* Extracted records:
• • •
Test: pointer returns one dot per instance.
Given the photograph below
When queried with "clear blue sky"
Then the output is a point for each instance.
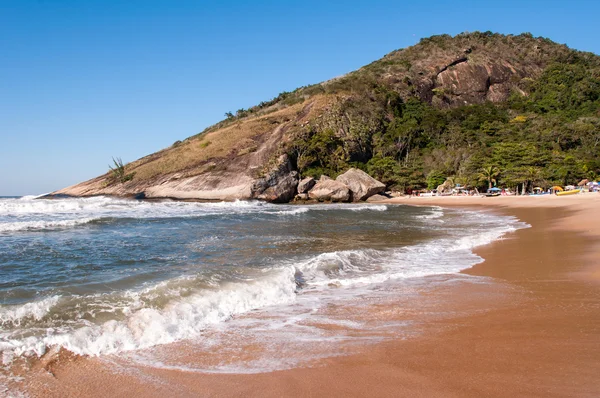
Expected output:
(84, 80)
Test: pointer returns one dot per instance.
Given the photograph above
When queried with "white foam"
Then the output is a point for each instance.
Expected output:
(42, 225)
(182, 318)
(186, 315)
(293, 212)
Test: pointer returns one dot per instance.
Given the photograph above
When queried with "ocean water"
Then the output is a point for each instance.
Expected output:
(101, 276)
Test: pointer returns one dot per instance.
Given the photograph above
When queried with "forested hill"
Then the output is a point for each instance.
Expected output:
(518, 108)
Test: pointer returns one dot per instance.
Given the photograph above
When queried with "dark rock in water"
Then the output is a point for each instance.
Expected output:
(330, 190)
(279, 186)
(361, 184)
(306, 184)
(377, 198)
• • •
* Directions for this task: Recast all of the data above as a numbered list of its lines, omitting blank lines and leaving the picture out.

* Result below:
1. Test: pointer returns one dot per instance.
2. Given the photograph below
3. When queried with "clear blue sky"
4. Then the output is a point for each instance.
5. Expected output:
6. (84, 80)
7. Test: pointer returns one dot per instance.
8. Given the photograph above
9. When queried with "white foam"
10. Then the output is a point for each instance.
11. Expected output:
12. (42, 225)
13. (182, 318)
14. (186, 315)
15. (293, 212)
16. Test: pointer returns one dot per instance.
17. Given the photograph above
18. When queried with "ocean water"
19. Then the output is a point for each instance.
20. Expected output:
21. (101, 276)
22. Test: pointer returns one dot per instance.
23. Given the photograph above
24. When queried with "forested hill"
25. Then the output is a point for each instance.
26. Expected output:
27. (518, 108)
28. Test: pointer returns one dot per instance.
29. Given the photograph above
30. When queried with "dark rock in water"
31. Then the output is a point for each instance.
32. Expected output:
33. (330, 190)
34. (279, 186)
35. (361, 184)
36. (306, 184)
37. (377, 198)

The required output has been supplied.